---- Input records

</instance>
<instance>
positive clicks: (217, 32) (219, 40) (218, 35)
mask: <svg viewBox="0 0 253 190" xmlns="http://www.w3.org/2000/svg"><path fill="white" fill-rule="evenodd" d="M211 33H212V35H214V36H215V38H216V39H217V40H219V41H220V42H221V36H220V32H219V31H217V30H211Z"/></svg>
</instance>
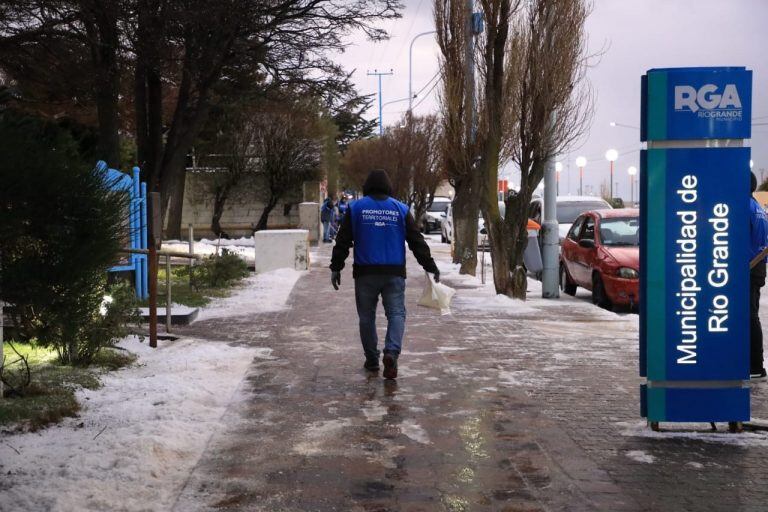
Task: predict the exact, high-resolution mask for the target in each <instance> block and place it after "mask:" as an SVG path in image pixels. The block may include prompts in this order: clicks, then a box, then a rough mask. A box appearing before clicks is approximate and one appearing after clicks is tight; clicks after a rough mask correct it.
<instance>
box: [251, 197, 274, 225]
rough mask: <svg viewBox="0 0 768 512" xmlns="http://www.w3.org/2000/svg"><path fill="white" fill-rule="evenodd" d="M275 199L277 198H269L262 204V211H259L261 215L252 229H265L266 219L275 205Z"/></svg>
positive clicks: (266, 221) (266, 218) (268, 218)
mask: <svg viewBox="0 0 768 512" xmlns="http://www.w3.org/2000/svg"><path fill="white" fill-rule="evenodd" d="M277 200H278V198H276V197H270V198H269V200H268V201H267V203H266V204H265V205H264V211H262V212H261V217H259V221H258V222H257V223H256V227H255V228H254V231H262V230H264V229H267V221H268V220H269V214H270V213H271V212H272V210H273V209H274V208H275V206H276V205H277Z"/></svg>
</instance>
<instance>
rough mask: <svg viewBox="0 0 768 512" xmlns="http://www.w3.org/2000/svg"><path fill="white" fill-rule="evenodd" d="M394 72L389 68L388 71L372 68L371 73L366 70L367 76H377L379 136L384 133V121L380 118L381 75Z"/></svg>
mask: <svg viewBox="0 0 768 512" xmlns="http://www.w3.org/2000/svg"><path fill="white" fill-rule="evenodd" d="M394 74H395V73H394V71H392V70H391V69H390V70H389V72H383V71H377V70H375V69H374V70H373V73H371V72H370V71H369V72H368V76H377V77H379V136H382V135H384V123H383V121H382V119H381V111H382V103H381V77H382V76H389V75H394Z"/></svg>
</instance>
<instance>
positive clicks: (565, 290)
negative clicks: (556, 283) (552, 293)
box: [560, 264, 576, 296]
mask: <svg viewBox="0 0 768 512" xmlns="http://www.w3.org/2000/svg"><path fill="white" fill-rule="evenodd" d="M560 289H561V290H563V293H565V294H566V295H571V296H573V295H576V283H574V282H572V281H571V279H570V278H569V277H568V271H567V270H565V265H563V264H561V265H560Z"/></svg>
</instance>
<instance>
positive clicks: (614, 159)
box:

--------

What you will do: Wherever a picture appears, omit it; copy the rest of the data exactly.

Written answer:
</instance>
<instance>
positive clicks: (217, 32) (219, 40) (218, 35)
mask: <svg viewBox="0 0 253 190" xmlns="http://www.w3.org/2000/svg"><path fill="white" fill-rule="evenodd" d="M211 33H212V35H214V36H215V38H216V39H217V40H219V41H220V42H221V36H220V32H219V31H217V30H211Z"/></svg>
</instance>
Task: predict the exact, high-resolution mask for the target in each <instance> block and place it after "mask:" as an SVG path in image pixels. The block may include prompts in this order: clicks, then a box, then a rough mask. A box appearing before clicks is approximate and one appearing after clicks is tight; clicks after a rough mask correct it.
<instance>
box: [251, 197, 274, 225]
rough mask: <svg viewBox="0 0 768 512" xmlns="http://www.w3.org/2000/svg"><path fill="white" fill-rule="evenodd" d="M275 199L277 198H269L262 204V211H259L261 215L252 229H265L266 219L275 205Z"/></svg>
positive clicks: (266, 221) (266, 218) (268, 218)
mask: <svg viewBox="0 0 768 512" xmlns="http://www.w3.org/2000/svg"><path fill="white" fill-rule="evenodd" d="M277 200H278V198H276V197H270V198H269V200H268V201H267V203H266V204H265V205H264V211H262V212H261V217H259V221H258V222H257V223H256V227H255V228H254V231H262V230H264V229H267V221H268V220H269V214H270V213H271V212H272V210H273V209H274V208H275V206H276V205H277Z"/></svg>
</instance>
<instance>
rough mask: <svg viewBox="0 0 768 512" xmlns="http://www.w3.org/2000/svg"><path fill="white" fill-rule="evenodd" d="M394 72L389 68L388 71L372 68L371 73L366 70L367 76H377L379 136L384 133V121L380 118L381 75Z"/></svg>
mask: <svg viewBox="0 0 768 512" xmlns="http://www.w3.org/2000/svg"><path fill="white" fill-rule="evenodd" d="M394 74H395V73H394V71H392V70H391V69H390V70H389V72H383V71H377V70H375V69H374V70H373V73H371V72H370V71H369V72H368V76H377V77H379V136H382V135H384V123H383V121H382V119H381V111H382V103H381V77H382V76H389V75H394Z"/></svg>
</instance>
<instance>
positive clicks: (565, 290)
negative clicks: (556, 283) (552, 293)
box: [560, 264, 576, 296]
mask: <svg viewBox="0 0 768 512" xmlns="http://www.w3.org/2000/svg"><path fill="white" fill-rule="evenodd" d="M560 289H561V290H563V293H565V294H566V295H571V296H573V295H576V283H574V282H572V281H571V279H570V278H569V277H568V271H567V270H565V265H563V264H561V265H560Z"/></svg>
</instance>
<instance>
positive clicks: (614, 159)
box:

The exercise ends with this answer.